[TASK REQUIREMENTS]: Reproduce all of the records exactly.

________________________

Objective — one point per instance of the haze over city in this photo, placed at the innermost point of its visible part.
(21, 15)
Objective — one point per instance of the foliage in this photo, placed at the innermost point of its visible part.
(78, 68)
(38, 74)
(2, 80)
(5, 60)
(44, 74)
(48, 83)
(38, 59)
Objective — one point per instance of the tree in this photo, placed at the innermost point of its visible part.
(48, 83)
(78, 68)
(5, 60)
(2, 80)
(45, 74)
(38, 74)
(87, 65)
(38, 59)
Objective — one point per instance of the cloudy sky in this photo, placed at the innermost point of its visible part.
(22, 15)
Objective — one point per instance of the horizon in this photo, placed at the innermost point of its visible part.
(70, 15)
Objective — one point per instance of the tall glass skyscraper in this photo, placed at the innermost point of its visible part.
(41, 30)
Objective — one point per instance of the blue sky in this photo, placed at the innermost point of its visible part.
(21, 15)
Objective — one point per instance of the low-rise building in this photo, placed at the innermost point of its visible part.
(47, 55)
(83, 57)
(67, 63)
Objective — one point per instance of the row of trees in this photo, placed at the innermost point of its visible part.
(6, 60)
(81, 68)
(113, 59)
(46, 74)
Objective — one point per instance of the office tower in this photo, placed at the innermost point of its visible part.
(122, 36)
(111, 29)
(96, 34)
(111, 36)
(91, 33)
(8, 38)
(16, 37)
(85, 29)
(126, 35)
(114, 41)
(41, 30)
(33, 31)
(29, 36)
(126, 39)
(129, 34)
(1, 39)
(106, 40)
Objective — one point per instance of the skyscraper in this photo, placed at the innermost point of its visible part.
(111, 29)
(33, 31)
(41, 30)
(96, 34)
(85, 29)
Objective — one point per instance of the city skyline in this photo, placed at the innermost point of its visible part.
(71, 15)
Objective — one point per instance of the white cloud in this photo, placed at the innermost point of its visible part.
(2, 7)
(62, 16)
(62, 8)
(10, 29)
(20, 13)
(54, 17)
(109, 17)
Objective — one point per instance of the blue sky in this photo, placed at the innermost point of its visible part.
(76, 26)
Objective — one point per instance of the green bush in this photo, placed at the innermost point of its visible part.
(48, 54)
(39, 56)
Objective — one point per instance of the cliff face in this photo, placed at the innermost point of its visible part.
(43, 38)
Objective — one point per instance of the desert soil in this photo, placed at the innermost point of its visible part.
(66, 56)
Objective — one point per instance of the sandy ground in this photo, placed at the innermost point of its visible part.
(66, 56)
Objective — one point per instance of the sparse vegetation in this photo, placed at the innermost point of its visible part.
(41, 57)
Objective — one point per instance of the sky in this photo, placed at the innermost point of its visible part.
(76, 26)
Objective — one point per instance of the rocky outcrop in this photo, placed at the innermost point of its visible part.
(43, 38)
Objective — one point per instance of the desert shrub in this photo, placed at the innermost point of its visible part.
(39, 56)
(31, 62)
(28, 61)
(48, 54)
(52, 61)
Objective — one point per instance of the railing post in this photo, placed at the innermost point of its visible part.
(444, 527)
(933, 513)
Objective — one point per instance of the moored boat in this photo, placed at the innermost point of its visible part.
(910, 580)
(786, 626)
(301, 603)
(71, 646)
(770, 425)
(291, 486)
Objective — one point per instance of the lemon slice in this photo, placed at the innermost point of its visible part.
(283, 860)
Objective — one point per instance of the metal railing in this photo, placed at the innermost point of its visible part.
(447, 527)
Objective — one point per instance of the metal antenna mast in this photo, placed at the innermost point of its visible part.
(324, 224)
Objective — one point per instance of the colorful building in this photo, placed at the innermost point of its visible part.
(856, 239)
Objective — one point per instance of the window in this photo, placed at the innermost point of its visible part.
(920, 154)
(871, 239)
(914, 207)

________________________

[PROBLEM SOLUTION]:
Objective — one point per instance of the haze over city in this photo, placed at the innermost point of its visible part.
(21, 15)
Objective — one point per instance of the foliage in this photo, placed at the innermost point of its visible part.
(78, 68)
(38, 74)
(2, 80)
(5, 60)
(44, 74)
(48, 83)
(38, 59)
Objective — one point per instance of the tree in this photo, placed at the innermost point of its visible part.
(48, 83)
(78, 68)
(5, 60)
(2, 80)
(45, 74)
(38, 74)
(87, 65)
(38, 59)
Objective — one point per instance of the cloudy sky in this photo, placed at the innermost point of its visible part.
(22, 15)
Objective — one point per instance of the horizon in this photo, placed at the innermost point of its visible part.
(70, 15)
Objective — one point per instance of the tall glass skyscraper in this photo, placed at the innermost point of its visible part.
(41, 30)
Objective — one point per instance of the blue sky in this photo, placed at the innermost point of its visible part.
(21, 15)
Objective — one point per instance of the low-rise building in this photo, placed at the innermost point of its visible part.
(47, 55)
(83, 57)
(67, 63)
Objective — one point per instance of the row of trees in this photo, placed at the innermost point of its visible part.
(6, 60)
(81, 68)
(113, 59)
(46, 74)
Objective — one point per instance of the office tower in this photo, placed at the innermost point of its visible part.
(122, 36)
(111, 29)
(96, 34)
(111, 36)
(91, 33)
(8, 38)
(16, 37)
(85, 29)
(126, 35)
(114, 41)
(41, 30)
(33, 31)
(29, 36)
(126, 39)
(129, 34)
(1, 39)
(106, 40)
Objective — one point per instance of the skyscraper in this photo, placed at the innermost point of its visible part.
(111, 29)
(33, 31)
(41, 30)
(96, 34)
(85, 29)
Objective — one point per instance of the city skyline in this photo, placed at the innermost point of its visible part.
(71, 15)
Objective — one point per instance of the white cloud in this photo, placed at the innermost point of its visible part.
(2, 7)
(62, 16)
(62, 8)
(10, 29)
(20, 13)
(54, 17)
(109, 17)
Objective — one point per instance of the blue sky in this photo, placed at the innermost point of its visible part.
(76, 26)
Objective — one point per instance of the green bush in this photo, placed at the innermost point of its visible part.
(48, 54)
(39, 56)
Objective — one point per instance of the cliff face in this photo, placed at the innermost point of its visible part.
(43, 38)
Objective — one point per instance of the desert soil in this photo, placed at the innermost point of its visible part.
(66, 56)
Objective — one point per instance of the sandy ground in this photo, placed at the innermost point of its visible part.
(66, 56)
Objective — one point per instance of the sparse vegetation in this photo, placed at the innermost point of its visible part.
(41, 57)
Objective — one point per instance of the sky in this photo, placed at the innermost point of its visible part.
(76, 26)
Objective — one point per instance of the rocky outcrop in this photo, placed at the innermost point of its visible part.
(43, 38)
Objective — one point per instance of the desert shrub in this photo, placed at the innermost point of its visible part.
(39, 56)
(31, 62)
(28, 61)
(48, 54)
(52, 61)
Objective — one point per instance of the railing post in this photo, placed at the innermost point of its visible part.
(444, 527)
(933, 513)
Objective — one point per instance of the moored boat in this photo, placed at the innermost point of its visible part.
(910, 580)
(786, 626)
(301, 603)
(71, 646)
(770, 425)
(291, 486)
Objective — one point per instance of the lemon slice in this photo, placed at the innermost point of its visible part.
(283, 860)
Objective — one point per instance of the metal railing in this photo, placed at the innermost point of its visible part.
(447, 527)
Objective — one point per instance of the metal antenna mast in this photo, placed at the innermost point of its visible part.
(324, 224)
Objective — one point per instance of the colorful building in this photo, placed at the innermost point of its visible part.
(856, 239)
Objective — one point per instance of the window in this photo, placed at the innermost point of its visible part.
(920, 154)
(871, 239)
(914, 207)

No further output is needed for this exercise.